## Text block
------------------------
Talk:Import/Orange County, California Buildings
Hi!
I was getting ready to import the same building and address dataset into OSM. How far have you gotten?
My examination of that data leads me to believe that the building outlines are rather poor and will require lots of clean up. For more on that, I created a GitHub project with description, observations and scripts. The project is at https://github.com/n76/OSM_OC_Buildings (I was just going to create an import page in the OSM wiki with the same write up when I discovered yours). --n76
Hi!
I am glad that you discovered this import page, and to hear that you are interested in working with the building data for Orange County. We have not gone very far yet with adding the buildings data to OSM so it is a good opportunity to coordinate. Our plan was not to do a 'bulk import' of the data but rather for OSM mappers to use new tools in JOSM and RapiD to add individual features with manual review and editing. I updated the import page to include a link to the new tools if you did not also see the ArcGIS Datasets page.
I have manually edited a few dozen features in Orange, CA area to test out the new tools in RapiD, and it was working well for me. I agree with your statements in the GitHub project that "each building needs to be examined for flaws individually prior to inclusion into OSM." We have done similar preparation work to what you describe (e.g. address formatting) to prepare the feature attributes for inclusion in OSM. You can preview and download this data the processed buildings link on this page if you want to check that out.
You might want to consider using the new JOSM plugin that has access to this data and determine if it would be an efficient way for you to continue mapping with these features. That is intended to make it easier for OSM mappers in the community to discover and use this type of existing GIS data for editing. It would be good to know if this works well for your purposes.
Thanks again for coordinating! --Dkensok (talk) 15:31, 28 July 2020 (UTC)
That would be the MapWithAI data. I've looked at that for the area around my home and don't see any of the address data or height information in it.
Would you have any issue if I setup my own import page and proceed with the workflow I outlined in the GitHub page? It seems that if/when people working with the RapiD data and I look at an area that there will be one of two conditions: That the area has had the data imported (in which case skip it) or the data has not yet been imports (in which case import the data). My first goal would be to get the data for the city I live in done so that is where I'd start. --n76
Yes, that would be the MapWithAI data. If you are not seeing any address or height info, I wonder if you are looking at the Microsoft Buildings or the Orange County, California Buildings, which is one of the new ArcGIS datasets. The Orange County buildings should have both the address and height info, so as in this graphic from RapiD. I suspect you are not using the latest development version of the MapWithAI plugin that references the new data.
------------------------
## Set exercise 1
Answer these from the Orange County buildings discussion:
(a) Instead of a bulk import, how did the first reply plan to add the building data to OSM?
(b) What two kinds of information did n76 say were missing from the MapWithAI data for the area around their home?
(c) Where did n76 say they would start importing?
## Set exercise 2
Pick up the Orange County buildings discussion after its final reply and write what comes next.

## Dataset extract
------------------------
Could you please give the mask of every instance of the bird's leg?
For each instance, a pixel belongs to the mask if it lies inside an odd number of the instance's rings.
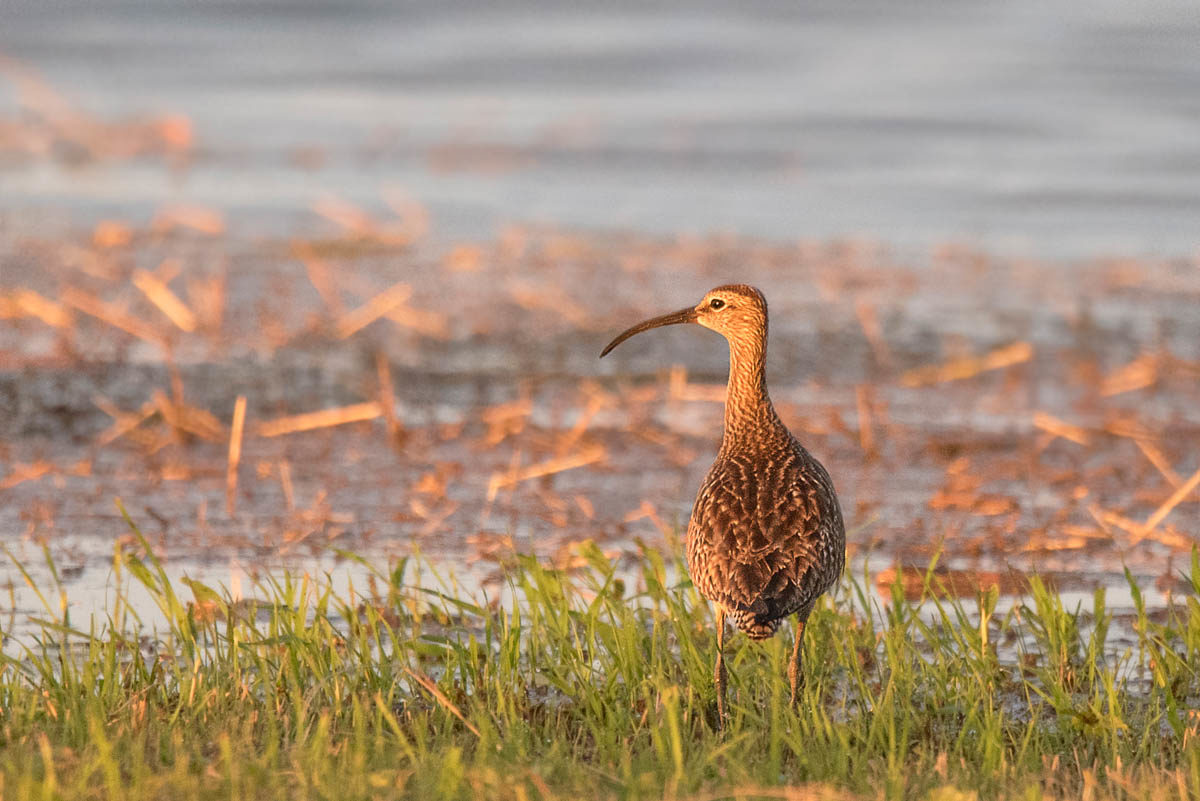
[[[796,643],[792,645],[792,661],[787,663],[787,681],[792,686],[792,704],[799,698],[804,687],[804,670],[800,667],[800,642],[804,639],[804,621],[796,619]]]
[[[716,668],[713,681],[716,683],[716,728],[725,728],[725,609],[716,608]]]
------------------------
## Task result 1
(a) OSM mappers would use new tools in JOSM and RapiD to add individual features with manual review and editing.
(b) The address data and the height information.
(c) In the city they live in.

## Task result 2
However, I don't have an issue if you want to do a separate import of the data with the workflow that you described (e.g. for your city). I suspect the results would be similar. If other OSM mappers are using the Orange County Buildings data through the new MapWithAI tools in JOSM or RapiD, then they should see any features that you import and the tools should avoid adding duplicate features. --Dkensok (talk) 20:18, 28 July 2020 (UTC)
Volunteer Data Quality Review
Geometry
I'm seeing an unfortunate number of building polygons that overlap each other. I might filter these out, kick them onto another layer and resolve them manually. Or just omit them.
- - - We will review overlapping buildings further and determine a path forward. In the meantime, a mapper who runs across an overlap can decide whether to add the feature or not. --Jshimota (talk) 22:01, 7 August 2020 (UTC)
Shape__Area & Shape__Length
What are these tags used for? I couldn't find anything about them in your documentation.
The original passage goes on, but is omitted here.